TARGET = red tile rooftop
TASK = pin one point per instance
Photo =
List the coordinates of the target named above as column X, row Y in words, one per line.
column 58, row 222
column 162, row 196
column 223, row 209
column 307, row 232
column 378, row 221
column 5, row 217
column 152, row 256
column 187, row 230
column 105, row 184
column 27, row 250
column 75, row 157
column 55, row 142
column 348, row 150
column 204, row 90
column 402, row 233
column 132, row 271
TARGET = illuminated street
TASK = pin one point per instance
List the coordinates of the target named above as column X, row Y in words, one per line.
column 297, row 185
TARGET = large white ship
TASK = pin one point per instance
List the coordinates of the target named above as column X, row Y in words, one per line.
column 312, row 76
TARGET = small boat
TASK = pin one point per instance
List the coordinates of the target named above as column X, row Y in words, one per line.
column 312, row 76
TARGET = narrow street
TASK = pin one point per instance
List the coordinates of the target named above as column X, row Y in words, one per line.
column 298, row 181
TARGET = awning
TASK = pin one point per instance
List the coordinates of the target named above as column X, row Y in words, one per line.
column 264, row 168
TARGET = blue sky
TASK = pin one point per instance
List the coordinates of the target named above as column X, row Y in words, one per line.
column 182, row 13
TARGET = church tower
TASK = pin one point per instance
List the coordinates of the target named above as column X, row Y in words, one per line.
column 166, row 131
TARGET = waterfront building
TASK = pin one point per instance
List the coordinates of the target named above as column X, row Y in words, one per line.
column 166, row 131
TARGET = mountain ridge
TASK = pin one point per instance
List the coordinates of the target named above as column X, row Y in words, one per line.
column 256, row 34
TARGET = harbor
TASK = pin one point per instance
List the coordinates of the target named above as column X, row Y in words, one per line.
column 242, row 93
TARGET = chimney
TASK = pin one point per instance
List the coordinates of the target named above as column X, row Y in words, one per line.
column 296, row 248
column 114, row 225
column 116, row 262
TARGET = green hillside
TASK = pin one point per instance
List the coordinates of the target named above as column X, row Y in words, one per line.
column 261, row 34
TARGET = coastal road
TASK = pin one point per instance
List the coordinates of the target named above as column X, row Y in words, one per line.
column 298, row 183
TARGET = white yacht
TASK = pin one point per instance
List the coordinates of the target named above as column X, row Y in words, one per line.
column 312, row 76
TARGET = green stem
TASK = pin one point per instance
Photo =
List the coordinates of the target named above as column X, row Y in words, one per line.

************

> What to do
Present the entries as a numbered list, starting at the line containing "TARGET = white yacht" and ending at the last line of the entries, and omit any blank lines.

> Exercise response
1. TARGET = white yacht
2. TASK = pin one point per instance
3. List the coordinates of the target named above as column X, row Y in words, one per line.
4. column 312, row 76
5. TARGET = green stem
6. TASK = pin one point per instance
7. Photo =
8. List the coordinates of the target named above as column X, row Y in words, one per line.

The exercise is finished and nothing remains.